_To do_
Without the pictures, write out all the lines below exactly as they appear.

_Supplied data_
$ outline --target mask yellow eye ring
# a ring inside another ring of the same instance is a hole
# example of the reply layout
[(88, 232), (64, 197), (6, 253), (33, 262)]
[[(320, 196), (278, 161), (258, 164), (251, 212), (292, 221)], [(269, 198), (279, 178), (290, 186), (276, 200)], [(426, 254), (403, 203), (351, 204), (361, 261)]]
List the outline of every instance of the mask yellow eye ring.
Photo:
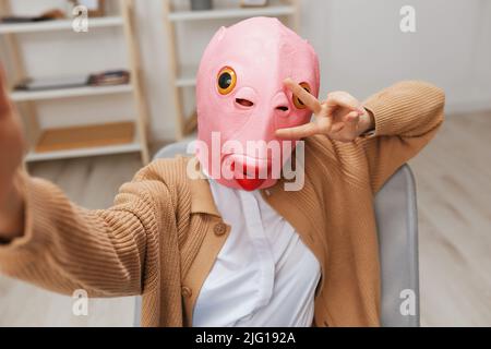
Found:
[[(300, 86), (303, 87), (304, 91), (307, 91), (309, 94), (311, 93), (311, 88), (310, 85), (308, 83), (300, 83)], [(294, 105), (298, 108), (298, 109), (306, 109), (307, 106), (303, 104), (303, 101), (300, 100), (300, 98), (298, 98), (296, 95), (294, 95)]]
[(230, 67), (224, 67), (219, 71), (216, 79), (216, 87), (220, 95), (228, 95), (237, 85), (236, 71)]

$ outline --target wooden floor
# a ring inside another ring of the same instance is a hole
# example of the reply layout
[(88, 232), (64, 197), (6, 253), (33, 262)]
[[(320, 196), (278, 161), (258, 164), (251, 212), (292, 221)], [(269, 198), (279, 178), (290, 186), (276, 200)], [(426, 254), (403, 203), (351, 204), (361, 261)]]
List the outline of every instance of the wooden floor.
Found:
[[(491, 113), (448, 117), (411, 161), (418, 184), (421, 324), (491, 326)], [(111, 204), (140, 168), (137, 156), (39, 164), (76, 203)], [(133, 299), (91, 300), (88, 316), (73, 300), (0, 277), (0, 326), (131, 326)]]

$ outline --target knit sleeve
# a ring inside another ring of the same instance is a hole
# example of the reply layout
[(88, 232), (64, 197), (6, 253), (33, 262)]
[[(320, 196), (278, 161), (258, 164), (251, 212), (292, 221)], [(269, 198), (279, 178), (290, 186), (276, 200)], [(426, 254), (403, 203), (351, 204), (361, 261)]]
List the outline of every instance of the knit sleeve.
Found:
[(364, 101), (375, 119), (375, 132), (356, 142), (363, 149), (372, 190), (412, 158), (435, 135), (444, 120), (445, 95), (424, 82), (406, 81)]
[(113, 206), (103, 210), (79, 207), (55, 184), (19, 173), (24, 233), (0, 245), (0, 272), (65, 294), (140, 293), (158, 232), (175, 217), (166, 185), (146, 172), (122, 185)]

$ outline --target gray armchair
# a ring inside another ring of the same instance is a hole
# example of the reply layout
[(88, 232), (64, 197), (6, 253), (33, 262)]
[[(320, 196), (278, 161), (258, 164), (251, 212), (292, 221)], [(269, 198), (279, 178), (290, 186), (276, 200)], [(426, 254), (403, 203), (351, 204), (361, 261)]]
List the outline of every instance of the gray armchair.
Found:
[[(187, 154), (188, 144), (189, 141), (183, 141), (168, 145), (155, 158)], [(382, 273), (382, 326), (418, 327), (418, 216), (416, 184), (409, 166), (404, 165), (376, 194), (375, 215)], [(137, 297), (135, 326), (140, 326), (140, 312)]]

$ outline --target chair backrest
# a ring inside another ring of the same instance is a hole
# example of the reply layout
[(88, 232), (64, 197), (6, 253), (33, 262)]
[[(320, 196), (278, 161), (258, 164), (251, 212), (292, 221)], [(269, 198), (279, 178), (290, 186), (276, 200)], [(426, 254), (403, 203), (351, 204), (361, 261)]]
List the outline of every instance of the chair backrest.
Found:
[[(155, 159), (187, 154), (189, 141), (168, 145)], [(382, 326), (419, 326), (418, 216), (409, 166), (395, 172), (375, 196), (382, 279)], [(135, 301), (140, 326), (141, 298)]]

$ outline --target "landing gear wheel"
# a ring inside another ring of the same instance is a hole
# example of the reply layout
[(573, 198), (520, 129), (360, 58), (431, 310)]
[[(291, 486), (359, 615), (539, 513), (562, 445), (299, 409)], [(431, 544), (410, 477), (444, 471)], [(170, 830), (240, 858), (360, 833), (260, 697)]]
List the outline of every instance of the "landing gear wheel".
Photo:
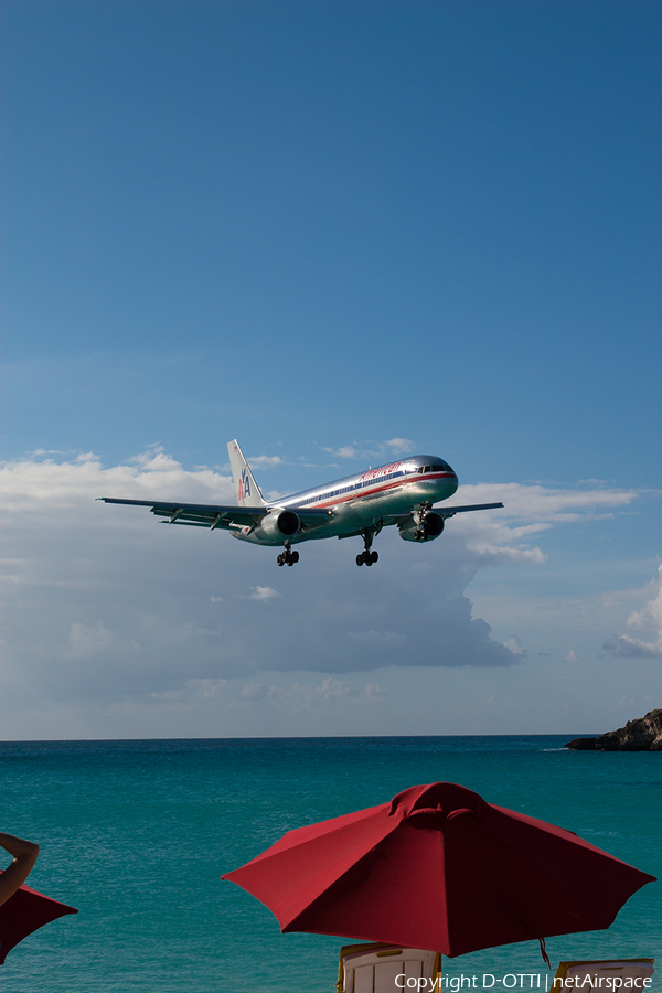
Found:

_Result of this task_
$ outline --target mask yellow eye ring
# a ring inside another ring of the same instance is a hole
# example of the reply layout
[(88, 232), (64, 197), (6, 253), (33, 262)]
[[(320, 196), (278, 161), (258, 164), (251, 212), (292, 221)], [(269, 198), (279, 178), (290, 186), (276, 200)], [(426, 254), (403, 203), (351, 204), (361, 261)]]
List the outline of every instance of the mask yellow eye ring.
Photo:
Found:
[[(300, 86), (303, 87), (304, 91), (307, 91), (309, 94), (311, 93), (311, 88), (310, 85), (308, 83), (300, 83)], [(294, 105), (298, 108), (298, 109), (306, 109), (307, 106), (303, 104), (303, 101), (300, 100), (300, 98), (298, 98), (296, 95), (294, 95)]]
[(230, 67), (224, 67), (219, 71), (216, 79), (216, 87), (220, 95), (228, 95), (237, 85), (236, 71)]

$ outline --target wooden floor
# a ring inside another ring of the same instance is a hole
# example of the reply layout
[(88, 232), (64, 197), (6, 253), (33, 262)]
[[(320, 196), (278, 161), (258, 164), (251, 212), (292, 221)], [(269, 198), (279, 178), (290, 186), (276, 200)], [(426, 254), (403, 203), (351, 204), (361, 261)]]
List the outline of every instance of the wooden floor.
Found:
[[(491, 113), (448, 117), (411, 161), (418, 184), (421, 324), (491, 326)], [(111, 204), (140, 168), (137, 156), (39, 164), (76, 203)], [(133, 299), (91, 300), (88, 316), (73, 300), (0, 277), (0, 326), (131, 326)]]

$ outline --target knit sleeve
# a ring inside another ring of the same instance is a hole
# example of the reply layout
[(88, 232), (64, 197), (6, 253), (33, 262)]
[[(320, 196), (278, 161), (258, 164), (251, 212), (292, 221)], [(269, 198), (279, 178), (290, 186), (276, 200)], [(426, 254), (403, 203), (351, 204), (361, 261)]]
List the outline of every instance of the knit sleeve.
Found:
[(364, 101), (375, 119), (375, 132), (356, 142), (363, 149), (372, 190), (412, 158), (435, 135), (444, 120), (445, 95), (424, 82), (406, 81)]
[(113, 206), (103, 210), (79, 207), (55, 184), (19, 173), (24, 233), (0, 245), (0, 272), (65, 294), (140, 293), (158, 232), (175, 217), (166, 185), (146, 172), (122, 185)]

$ outline --target gray armchair
# a ring inside another ring of the same instance is a hole
# example of the reply layout
[(88, 232), (64, 197), (6, 253), (33, 262)]
[[(320, 196), (278, 161), (258, 164), (251, 212), (292, 221)], [(269, 198), (279, 178), (290, 186), (276, 200)], [(426, 254), (403, 203), (351, 204), (361, 261)]]
List the outline of every instance of the gray armchair.
Found:
[[(187, 154), (188, 144), (189, 141), (183, 141), (168, 145), (155, 158)], [(382, 273), (382, 326), (418, 327), (418, 216), (416, 184), (409, 166), (404, 165), (376, 194), (375, 215)], [(137, 297), (135, 326), (140, 326), (140, 312)]]

$ outline --target chair backrest
# a ring inside another ring of the same instance is a hole
# example of the reply layout
[(88, 232), (64, 197), (6, 253), (33, 262)]
[[(320, 196), (278, 161), (258, 164), (251, 212), (292, 221)], [(269, 198), (279, 178), (290, 186), (276, 200)], [(426, 254), (403, 203), (351, 204), (361, 261)]]
List the outline of every instance of the chair backrest.
Found:
[[(155, 159), (187, 154), (189, 141), (168, 145)], [(382, 326), (419, 326), (418, 216), (409, 166), (395, 172), (375, 196), (382, 279)], [(135, 301), (140, 326), (141, 298)]]

$ outline --target "landing gear wheel"
# a ring inside another ring of the same instance is a hole
# example of the reply layout
[(573, 198), (520, 129), (360, 58), (431, 310)]
[[(291, 486), (359, 615), (539, 513), (562, 445), (299, 409)], [(431, 544), (410, 477), (444, 471)], [(170, 830), (240, 858), (360, 833), (260, 697)]]
List the outline of every instance of the "landing gear wheel".
Photo:
Found:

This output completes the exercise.